▶ **Instruções da tarefa**:
No texto sobre o carro-de-boi, por que a abertura de estradas não representava problema?

------ Bloco de texto ------

Os tropeiros, além de implantadores da nossa civilização, exerceram um grande papel na região no que tange às intercomunicações com outras cidades. Inicialmente, alguns fazendeiros também possuíam a sua tropa, meio de ligação de sua fazenda com o “comércio”. No entanto, não era produtivo. Grande emprego de capital para um transporte reduzido de mercadoria, nada vantajoso para o produtor. De mais a mais, as produções agrícolas cresciam a olhos vistos. A seu lado havia facilidade de criação de gado vacum e principalmente do gado “curraleiro”. Os bois, uma vez castrados e adestrados para a função de puxar carros, tornavam-se dóceis e de grande resistência física. Por outro lado, a topografia do Município, em relação a destas Gerais facilitava tal tipo de transporte: o carro-de-boi.
Quanto à abertura de estradas não haveria problema, uma vez que, limpos o cerrado ou a mata, o próprio carro se encarregava de rasgar o seu caminho, cognominado “estrada carreira”, contrapondo-se à “estrada real”, a principal, cuja parca conservação era mantida pelos erários públicos em épocas imperiais. A bem da verdade, muitas destas estradas rasgadas pelos carros-de-boi foram aproveitadas. Várias rodovias estaduais são as antigas estradas carreiras, com pouquíssimas modificações e com algumas técnicas modernas implantadas para o seu leito.
No carro-de-boi passou-se a transportar de tudo, desde a mercadoria, o toucinho salgado e enrolado em fardos, mesmo o porco vivo e até as mudanças e famílias se serviam dele para o transporte. Com a primeira economia, todo sitiante tratava de adquirir o seu carro e o maior número possível de juntas de boi. Quanto mais trabalhado fosse o carro e maior o número de juntas, mais se evidenciava a condição financeira do seu proprietário.
Em meio à parafernália mecânica do carro-de-boi não faltava a trempe. Tornava-se quase tão necessária quanto as outras peças. Era a cozinha ambulante do carreiro. Nos pousos noturnos, enquanto dormiam, colocavam feijão a cozinhar e, no dia seguinte, na primeira parte para o almoço preparavam a refeição, constituída de arroz com açafrão, quase ensopado, misturado à farinha e com torresmo. Estas paradas nas estradas geralmente se davam à beira de alguma vereda ou de um córrego de águas cristalinas.

------ Entradas do conjunto ------

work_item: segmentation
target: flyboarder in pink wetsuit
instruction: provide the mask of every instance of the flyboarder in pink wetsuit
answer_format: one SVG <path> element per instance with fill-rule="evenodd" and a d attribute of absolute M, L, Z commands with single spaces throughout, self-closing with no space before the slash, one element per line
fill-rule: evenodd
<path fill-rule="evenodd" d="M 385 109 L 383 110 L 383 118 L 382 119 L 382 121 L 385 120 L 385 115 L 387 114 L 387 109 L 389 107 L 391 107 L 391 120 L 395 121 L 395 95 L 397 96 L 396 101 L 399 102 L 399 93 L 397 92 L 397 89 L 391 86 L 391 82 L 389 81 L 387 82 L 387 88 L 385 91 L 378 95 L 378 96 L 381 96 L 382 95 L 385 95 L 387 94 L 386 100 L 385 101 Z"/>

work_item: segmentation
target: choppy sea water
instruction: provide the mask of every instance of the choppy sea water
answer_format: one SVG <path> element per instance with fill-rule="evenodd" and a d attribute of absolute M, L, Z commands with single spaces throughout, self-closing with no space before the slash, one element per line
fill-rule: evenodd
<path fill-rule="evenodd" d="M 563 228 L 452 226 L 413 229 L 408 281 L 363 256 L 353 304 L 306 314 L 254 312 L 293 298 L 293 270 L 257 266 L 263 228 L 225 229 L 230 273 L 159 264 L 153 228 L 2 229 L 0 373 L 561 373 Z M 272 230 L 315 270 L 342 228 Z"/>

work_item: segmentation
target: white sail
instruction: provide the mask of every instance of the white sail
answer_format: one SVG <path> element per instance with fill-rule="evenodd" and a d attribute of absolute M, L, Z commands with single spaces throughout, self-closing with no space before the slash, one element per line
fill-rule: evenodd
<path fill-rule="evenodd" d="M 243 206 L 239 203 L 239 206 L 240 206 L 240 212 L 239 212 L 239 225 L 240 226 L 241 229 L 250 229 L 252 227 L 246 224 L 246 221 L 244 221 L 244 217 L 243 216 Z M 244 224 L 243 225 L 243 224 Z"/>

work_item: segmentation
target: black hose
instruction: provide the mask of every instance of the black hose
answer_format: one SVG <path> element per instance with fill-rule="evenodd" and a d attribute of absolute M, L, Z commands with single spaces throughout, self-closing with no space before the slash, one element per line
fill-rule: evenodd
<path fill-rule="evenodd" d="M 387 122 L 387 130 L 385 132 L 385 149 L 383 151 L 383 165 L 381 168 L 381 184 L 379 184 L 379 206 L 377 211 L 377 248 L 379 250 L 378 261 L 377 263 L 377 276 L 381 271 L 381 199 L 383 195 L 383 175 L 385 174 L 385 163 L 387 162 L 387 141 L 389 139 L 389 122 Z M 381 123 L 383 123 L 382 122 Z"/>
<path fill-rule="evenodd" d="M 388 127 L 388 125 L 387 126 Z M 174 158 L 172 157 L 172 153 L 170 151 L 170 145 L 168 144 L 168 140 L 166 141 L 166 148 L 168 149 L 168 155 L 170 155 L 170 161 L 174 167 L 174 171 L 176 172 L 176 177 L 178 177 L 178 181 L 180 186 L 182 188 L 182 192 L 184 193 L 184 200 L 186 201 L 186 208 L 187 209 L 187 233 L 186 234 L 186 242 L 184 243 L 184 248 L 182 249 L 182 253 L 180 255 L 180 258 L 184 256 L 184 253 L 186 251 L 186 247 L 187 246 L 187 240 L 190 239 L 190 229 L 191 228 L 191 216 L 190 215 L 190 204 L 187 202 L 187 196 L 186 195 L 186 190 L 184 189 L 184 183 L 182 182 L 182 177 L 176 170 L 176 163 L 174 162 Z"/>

------

▶ **Exercício resolvido**:
Porque, depois de limpos o cerrado ou a mata, o próprio carro-de-boi se encarregava de rasgar o seu caminho, a chamada “estrada carreira”.